(Saved data entries)

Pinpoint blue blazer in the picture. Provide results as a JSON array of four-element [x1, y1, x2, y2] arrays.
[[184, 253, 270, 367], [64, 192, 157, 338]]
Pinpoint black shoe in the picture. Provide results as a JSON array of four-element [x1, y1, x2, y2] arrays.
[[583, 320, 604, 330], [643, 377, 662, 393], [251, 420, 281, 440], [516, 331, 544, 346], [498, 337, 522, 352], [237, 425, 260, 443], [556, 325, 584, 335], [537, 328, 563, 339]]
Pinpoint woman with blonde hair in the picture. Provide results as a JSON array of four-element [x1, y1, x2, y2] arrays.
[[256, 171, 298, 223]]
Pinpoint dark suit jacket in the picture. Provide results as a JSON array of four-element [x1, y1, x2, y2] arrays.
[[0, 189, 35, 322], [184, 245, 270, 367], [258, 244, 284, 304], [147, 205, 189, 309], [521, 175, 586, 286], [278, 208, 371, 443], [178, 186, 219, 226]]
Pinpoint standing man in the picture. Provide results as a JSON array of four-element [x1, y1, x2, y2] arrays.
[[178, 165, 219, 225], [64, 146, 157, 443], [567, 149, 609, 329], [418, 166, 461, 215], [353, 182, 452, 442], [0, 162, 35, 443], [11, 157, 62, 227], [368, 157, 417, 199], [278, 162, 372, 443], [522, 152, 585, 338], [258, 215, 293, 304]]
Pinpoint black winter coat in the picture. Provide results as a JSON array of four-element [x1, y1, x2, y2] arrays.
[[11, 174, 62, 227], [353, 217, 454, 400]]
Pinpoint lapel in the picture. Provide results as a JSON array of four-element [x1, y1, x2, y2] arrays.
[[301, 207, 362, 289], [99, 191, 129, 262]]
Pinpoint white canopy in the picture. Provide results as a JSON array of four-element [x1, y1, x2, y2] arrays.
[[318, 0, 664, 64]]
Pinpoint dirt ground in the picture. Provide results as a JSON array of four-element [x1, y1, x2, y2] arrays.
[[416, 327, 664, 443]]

_Task instructions_. Please swap "blue blazer" for "navy blazer" and write out the data from its first line through the line containing "[[184, 253, 270, 367], [64, 192, 157, 338]]", both included, with everything else unchanged.

_Written response_.
Pinpoint navy blazer in the picture. Provide results as a JSON array of four-element [x1, y1, x2, y2] arrays.
[[184, 253, 270, 367], [64, 192, 157, 338]]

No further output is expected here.